------ SELECTION

To keep this country White.

*Dr. STEENKAMP:

The hon. member says it was to keep the country White, but the hon. the Prime Minister admits that there will be more Bantu outside the reserves, in the White areas, than in the Bantu states. No, this is the most dangerous and the most un-South African policy which has ever been propounded in this country. A few years ago I issued a warning and said that this course followed by the Government would lead to the same consequences as those of the Glenelg system in South Africa. The hon. member opposite me knows what I mean when I refer to the Glenelg system. The Glenelg system introduced the same principle of independence and he knows what the consequences of it were, that within 10 years 110 White people were murdered and that there was chaos in the Transkei, and the same thing will happen now if my hon. friends do not take care. The hon. the Prime Minister says that we will give satisfaction if we give the racial groups their independence, if we give them their freedom. Does the hon. the Prime Minister then not realize that he does not have one ethnic or homogeneous group within that area? Does he not realize that he has Pondos, Fingoes, Tembus, Southern Sothos, Xhosas and many other tribes there? And the same will happen if the White man withdraws himself from the control of those areas as happened under the Glenelg system. My hon. friends on this side of the House also say that one must give those people an opportunity to develop in the political and other spheres; give them an opportunity to rehabilitate themselves; give them also a say in their form of government, but never entirely divorce them completely from the control, the guardianship or leadership of the White people.

*Mr. B. COETZEE:

May I put a question to the hon. member?

*Dr. STEENKAMP:

No, I have not the time. What causes me concern is not so much the fact that such states are to be established but that we are so prematurely trying to give those people a system of government for which they are not yet ripe. I say that with all respect. I know that the Bantu of the Transkei have for a century already gained experience in political matters under the control of the Whites, but the question which arises in my mind is whether they are ripe for it.

*An HON. MEMBER:

You must go to U.N.

*Dr. STEENKAMP:

I wish the hon. member would go to another place which is even warmer.

*Mr. SPEAKER:

Order! What did the hon. member say there?

*Dr. STEENKAMP:

The hon. member said to me …

*Mr. SPEAKER:

No, I want to know what the hon. member himself said.

------------

INSTRUCTIONS.
- A) List every tribe that Dr. Steenkamp names in the debate transcript.
- B) In the debate transcript, which region does Dr. Steenkamp say fell into chaos under the Glenelg system?

------ RECORDS PROVIDED

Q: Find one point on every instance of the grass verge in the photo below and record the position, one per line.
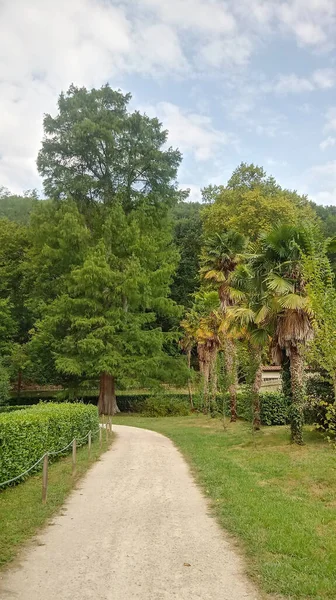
(277, 499)
(21, 510)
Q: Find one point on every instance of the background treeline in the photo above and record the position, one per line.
(96, 277)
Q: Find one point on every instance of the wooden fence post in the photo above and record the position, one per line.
(45, 479)
(74, 448)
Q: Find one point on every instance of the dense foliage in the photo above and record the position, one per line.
(26, 435)
(98, 279)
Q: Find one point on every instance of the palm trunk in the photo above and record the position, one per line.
(107, 403)
(189, 380)
(256, 397)
(19, 384)
(213, 381)
(206, 377)
(231, 370)
(296, 410)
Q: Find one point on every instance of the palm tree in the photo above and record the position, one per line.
(248, 320)
(280, 265)
(201, 329)
(222, 253)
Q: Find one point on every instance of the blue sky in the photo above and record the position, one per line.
(241, 80)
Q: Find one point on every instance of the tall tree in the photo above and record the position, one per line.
(94, 150)
(188, 239)
(282, 268)
(16, 318)
(104, 323)
(253, 203)
(221, 255)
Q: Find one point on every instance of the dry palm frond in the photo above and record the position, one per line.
(294, 327)
(278, 284)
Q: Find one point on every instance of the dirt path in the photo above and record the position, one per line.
(137, 528)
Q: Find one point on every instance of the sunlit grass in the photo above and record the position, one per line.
(279, 500)
(21, 510)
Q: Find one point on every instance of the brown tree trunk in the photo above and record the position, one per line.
(231, 370)
(19, 384)
(213, 380)
(107, 403)
(206, 377)
(256, 397)
(189, 381)
(296, 409)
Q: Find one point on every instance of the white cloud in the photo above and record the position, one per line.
(331, 119)
(323, 179)
(320, 79)
(45, 46)
(292, 84)
(328, 143)
(311, 21)
(191, 132)
(212, 17)
(231, 51)
(271, 162)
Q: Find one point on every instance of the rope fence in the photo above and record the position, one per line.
(75, 443)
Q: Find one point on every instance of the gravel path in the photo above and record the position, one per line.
(136, 528)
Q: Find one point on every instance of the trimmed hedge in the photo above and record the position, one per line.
(273, 406)
(25, 435)
(13, 408)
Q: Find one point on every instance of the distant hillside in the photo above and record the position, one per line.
(16, 208)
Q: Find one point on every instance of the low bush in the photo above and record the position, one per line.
(165, 406)
(326, 419)
(13, 408)
(273, 406)
(26, 435)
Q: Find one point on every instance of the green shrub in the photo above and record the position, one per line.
(273, 406)
(326, 419)
(26, 435)
(165, 406)
(13, 408)
(4, 384)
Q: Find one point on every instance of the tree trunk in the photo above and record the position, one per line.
(256, 397)
(213, 381)
(296, 409)
(231, 370)
(206, 377)
(107, 403)
(189, 380)
(19, 384)
(286, 377)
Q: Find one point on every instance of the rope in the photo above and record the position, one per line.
(54, 453)
(59, 451)
(22, 474)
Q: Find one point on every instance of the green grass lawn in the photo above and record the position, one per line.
(277, 499)
(21, 510)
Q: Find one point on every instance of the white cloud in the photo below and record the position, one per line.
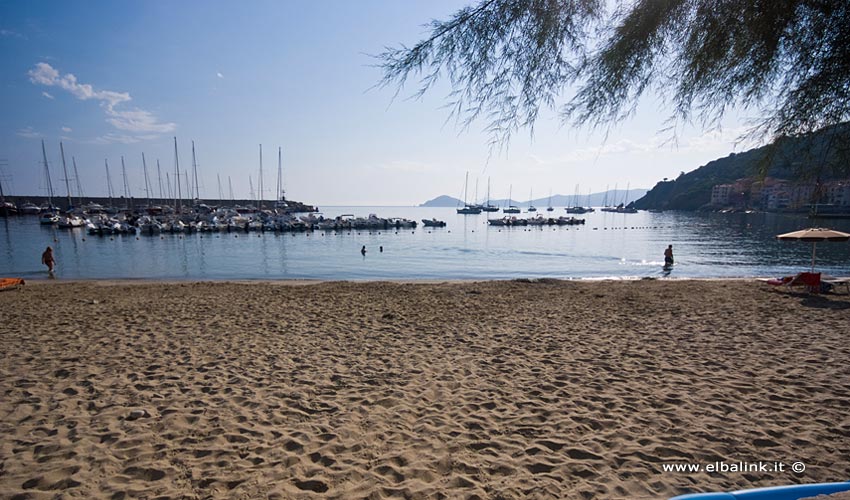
(405, 166)
(138, 121)
(122, 138)
(11, 34)
(28, 132)
(712, 140)
(135, 120)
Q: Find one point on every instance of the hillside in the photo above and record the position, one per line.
(611, 197)
(442, 201)
(802, 158)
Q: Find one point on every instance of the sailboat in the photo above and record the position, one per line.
(280, 201)
(467, 208)
(576, 208)
(624, 208)
(488, 207)
(7, 208)
(510, 209)
(49, 212)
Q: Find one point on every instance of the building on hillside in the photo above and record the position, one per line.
(837, 193)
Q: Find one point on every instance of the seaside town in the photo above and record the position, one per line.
(369, 321)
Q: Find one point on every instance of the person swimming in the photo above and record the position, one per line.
(668, 256)
(48, 260)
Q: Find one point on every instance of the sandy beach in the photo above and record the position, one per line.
(511, 389)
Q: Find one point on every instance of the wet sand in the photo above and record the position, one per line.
(508, 389)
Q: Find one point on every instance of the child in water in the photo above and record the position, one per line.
(668, 256)
(47, 259)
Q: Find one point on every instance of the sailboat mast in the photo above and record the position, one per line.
(108, 182)
(195, 169)
(260, 193)
(188, 186)
(465, 186)
(77, 179)
(159, 177)
(47, 173)
(280, 192)
(168, 184)
(147, 180)
(177, 181)
(65, 169)
(126, 185)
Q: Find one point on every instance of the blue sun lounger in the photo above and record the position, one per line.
(794, 492)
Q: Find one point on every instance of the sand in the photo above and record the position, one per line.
(495, 390)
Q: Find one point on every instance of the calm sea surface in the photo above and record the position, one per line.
(608, 246)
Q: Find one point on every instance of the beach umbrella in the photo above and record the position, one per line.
(814, 235)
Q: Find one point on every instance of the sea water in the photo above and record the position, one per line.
(608, 245)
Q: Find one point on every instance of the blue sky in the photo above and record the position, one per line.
(112, 79)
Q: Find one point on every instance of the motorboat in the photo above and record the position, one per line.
(433, 223)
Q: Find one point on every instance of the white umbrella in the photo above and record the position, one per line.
(814, 235)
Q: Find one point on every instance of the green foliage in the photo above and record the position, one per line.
(787, 60)
(806, 159)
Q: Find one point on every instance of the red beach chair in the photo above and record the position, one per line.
(809, 280)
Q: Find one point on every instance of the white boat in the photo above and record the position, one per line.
(29, 208)
(433, 223)
(71, 221)
(467, 208)
(48, 218)
(511, 209)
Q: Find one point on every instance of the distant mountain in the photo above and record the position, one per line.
(611, 197)
(442, 201)
(801, 158)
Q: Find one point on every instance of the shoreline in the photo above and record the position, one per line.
(553, 388)
(313, 281)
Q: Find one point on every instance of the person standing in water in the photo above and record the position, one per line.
(47, 259)
(668, 256)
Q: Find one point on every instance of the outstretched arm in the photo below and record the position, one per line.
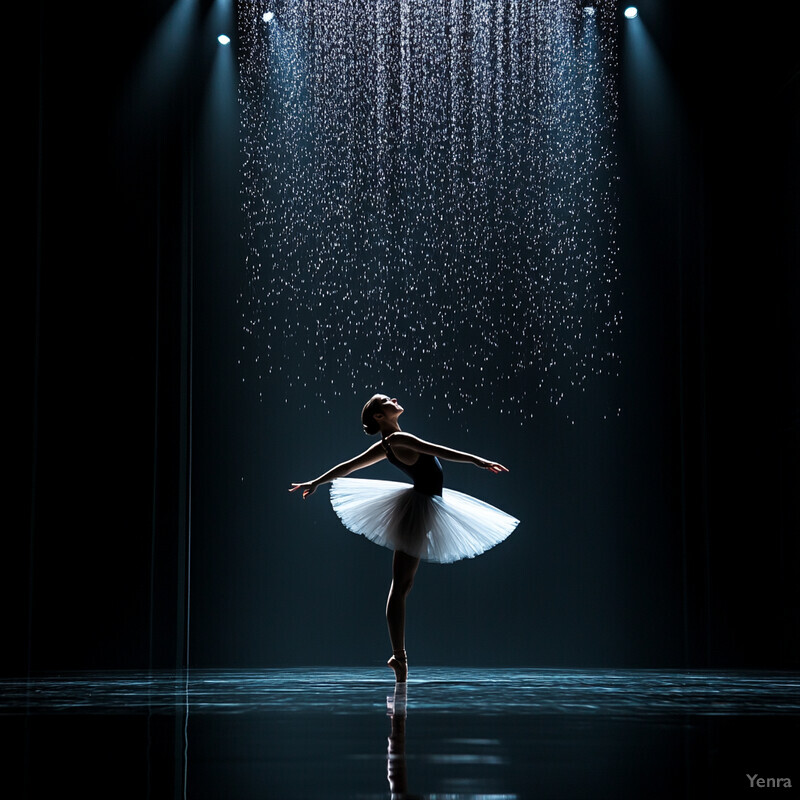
(366, 459)
(410, 442)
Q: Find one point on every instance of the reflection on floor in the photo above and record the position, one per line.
(452, 733)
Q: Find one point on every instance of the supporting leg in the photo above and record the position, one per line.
(404, 568)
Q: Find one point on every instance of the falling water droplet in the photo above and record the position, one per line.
(429, 195)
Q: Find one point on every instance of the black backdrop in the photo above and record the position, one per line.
(666, 537)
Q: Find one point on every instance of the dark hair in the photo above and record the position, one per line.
(371, 408)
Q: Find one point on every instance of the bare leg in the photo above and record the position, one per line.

------------

THE RESULTS.
- A) Pondos, Fingoes, Tembus, Southern Sothos, Xhosas

- B) The Transkei